* _Your instructions_: For the string "sleeve", find every matching line in the records and copy it.

* _Provided records_:
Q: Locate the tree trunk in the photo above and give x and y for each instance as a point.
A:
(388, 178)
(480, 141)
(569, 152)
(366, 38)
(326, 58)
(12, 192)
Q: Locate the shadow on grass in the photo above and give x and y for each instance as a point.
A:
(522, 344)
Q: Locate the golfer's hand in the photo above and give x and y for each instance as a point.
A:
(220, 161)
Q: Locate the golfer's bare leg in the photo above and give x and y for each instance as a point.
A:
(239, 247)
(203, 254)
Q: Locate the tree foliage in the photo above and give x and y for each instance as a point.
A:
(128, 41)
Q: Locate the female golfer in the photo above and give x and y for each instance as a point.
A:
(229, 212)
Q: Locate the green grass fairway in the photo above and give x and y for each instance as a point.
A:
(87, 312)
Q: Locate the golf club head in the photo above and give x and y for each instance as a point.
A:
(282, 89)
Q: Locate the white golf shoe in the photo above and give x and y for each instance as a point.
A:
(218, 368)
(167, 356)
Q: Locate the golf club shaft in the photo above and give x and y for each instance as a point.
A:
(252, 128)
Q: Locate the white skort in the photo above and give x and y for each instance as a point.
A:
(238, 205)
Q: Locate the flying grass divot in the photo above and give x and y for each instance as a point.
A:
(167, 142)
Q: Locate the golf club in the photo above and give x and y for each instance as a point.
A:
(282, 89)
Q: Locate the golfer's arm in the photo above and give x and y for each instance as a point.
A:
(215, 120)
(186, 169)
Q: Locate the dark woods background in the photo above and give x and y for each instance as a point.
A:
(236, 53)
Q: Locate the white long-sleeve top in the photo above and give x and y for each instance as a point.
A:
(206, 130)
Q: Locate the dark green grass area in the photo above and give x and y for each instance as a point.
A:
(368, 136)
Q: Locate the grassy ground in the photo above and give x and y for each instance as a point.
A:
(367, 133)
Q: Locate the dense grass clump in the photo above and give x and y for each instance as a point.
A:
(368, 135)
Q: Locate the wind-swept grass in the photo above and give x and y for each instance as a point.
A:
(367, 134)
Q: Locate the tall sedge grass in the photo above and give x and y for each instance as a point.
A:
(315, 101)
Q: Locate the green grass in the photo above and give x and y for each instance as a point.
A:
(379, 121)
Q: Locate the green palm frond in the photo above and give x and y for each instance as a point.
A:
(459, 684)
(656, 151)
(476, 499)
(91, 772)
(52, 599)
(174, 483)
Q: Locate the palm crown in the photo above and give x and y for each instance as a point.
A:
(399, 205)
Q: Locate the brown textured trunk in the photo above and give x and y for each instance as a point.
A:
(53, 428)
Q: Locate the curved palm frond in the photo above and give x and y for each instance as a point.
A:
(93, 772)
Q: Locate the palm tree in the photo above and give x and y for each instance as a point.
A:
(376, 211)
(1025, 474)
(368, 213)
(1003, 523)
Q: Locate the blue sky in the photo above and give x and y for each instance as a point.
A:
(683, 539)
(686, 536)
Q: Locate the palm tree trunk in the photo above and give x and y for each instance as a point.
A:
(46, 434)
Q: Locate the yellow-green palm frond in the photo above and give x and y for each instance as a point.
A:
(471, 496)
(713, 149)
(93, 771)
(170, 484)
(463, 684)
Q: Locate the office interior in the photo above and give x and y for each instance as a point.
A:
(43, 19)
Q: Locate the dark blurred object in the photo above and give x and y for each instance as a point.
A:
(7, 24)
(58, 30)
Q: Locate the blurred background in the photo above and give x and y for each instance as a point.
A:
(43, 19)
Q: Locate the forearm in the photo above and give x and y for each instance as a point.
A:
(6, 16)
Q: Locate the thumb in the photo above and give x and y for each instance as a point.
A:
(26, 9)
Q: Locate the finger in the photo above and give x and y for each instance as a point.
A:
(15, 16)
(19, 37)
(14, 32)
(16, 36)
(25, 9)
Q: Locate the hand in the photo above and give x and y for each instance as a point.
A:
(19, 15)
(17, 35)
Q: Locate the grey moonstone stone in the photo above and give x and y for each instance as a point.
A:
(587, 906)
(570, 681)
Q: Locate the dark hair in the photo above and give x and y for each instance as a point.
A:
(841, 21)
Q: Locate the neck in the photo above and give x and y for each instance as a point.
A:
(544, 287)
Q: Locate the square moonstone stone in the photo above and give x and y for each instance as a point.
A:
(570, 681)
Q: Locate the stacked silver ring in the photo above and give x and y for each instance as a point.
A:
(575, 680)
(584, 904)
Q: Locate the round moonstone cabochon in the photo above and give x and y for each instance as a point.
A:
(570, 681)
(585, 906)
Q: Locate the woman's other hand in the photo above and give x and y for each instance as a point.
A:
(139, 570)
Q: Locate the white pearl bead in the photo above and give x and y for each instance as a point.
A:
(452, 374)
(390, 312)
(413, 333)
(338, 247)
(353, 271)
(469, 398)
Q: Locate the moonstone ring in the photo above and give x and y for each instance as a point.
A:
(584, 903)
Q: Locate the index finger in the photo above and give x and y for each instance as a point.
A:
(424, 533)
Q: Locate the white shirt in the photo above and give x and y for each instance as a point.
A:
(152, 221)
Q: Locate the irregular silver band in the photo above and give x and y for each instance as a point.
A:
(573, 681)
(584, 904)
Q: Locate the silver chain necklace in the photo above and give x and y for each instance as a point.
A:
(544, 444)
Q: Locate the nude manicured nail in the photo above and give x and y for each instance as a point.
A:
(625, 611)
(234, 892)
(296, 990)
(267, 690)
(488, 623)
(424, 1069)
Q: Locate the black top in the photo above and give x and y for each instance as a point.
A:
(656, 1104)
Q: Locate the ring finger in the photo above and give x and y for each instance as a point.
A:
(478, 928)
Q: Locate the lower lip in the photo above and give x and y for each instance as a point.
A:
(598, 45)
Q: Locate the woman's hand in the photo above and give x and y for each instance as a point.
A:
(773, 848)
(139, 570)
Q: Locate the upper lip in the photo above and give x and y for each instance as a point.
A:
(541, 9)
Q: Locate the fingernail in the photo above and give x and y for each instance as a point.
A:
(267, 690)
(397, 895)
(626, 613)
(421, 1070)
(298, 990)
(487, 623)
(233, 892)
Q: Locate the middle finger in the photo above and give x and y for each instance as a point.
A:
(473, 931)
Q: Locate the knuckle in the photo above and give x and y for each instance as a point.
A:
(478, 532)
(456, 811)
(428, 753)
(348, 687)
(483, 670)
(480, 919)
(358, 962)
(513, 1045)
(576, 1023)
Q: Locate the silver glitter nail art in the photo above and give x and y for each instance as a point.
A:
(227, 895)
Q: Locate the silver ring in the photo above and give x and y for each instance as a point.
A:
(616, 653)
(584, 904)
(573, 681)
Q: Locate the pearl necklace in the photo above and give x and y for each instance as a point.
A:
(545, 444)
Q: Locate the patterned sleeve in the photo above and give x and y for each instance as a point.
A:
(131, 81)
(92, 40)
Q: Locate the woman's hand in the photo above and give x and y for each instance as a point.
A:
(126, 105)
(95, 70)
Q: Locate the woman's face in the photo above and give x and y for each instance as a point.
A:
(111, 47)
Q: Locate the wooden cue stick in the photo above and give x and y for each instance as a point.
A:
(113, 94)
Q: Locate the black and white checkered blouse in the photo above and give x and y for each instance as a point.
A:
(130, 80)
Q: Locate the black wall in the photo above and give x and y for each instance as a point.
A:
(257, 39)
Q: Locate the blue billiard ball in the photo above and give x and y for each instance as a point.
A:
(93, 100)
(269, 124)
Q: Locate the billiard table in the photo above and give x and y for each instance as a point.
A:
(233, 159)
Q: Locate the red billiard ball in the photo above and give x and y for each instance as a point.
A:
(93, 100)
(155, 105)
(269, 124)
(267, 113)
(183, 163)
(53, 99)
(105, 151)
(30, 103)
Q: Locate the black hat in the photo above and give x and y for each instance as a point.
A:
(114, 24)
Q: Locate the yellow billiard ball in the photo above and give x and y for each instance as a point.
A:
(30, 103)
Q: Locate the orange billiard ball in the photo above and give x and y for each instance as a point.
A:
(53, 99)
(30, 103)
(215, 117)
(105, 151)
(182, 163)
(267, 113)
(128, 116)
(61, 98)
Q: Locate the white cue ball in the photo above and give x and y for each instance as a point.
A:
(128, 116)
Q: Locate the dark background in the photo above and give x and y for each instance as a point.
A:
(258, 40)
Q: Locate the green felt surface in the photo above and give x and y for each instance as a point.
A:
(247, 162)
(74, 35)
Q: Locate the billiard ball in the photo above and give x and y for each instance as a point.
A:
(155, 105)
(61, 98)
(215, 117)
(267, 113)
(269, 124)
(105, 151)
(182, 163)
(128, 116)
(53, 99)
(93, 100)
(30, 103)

* _Solution to the exercise_:
Q: Locate the white long-sleeve top in the photo above and give x and y for each instance as a point.
Q: Locate the patterned sleeve in the photo above and give x and y for each instance as a point.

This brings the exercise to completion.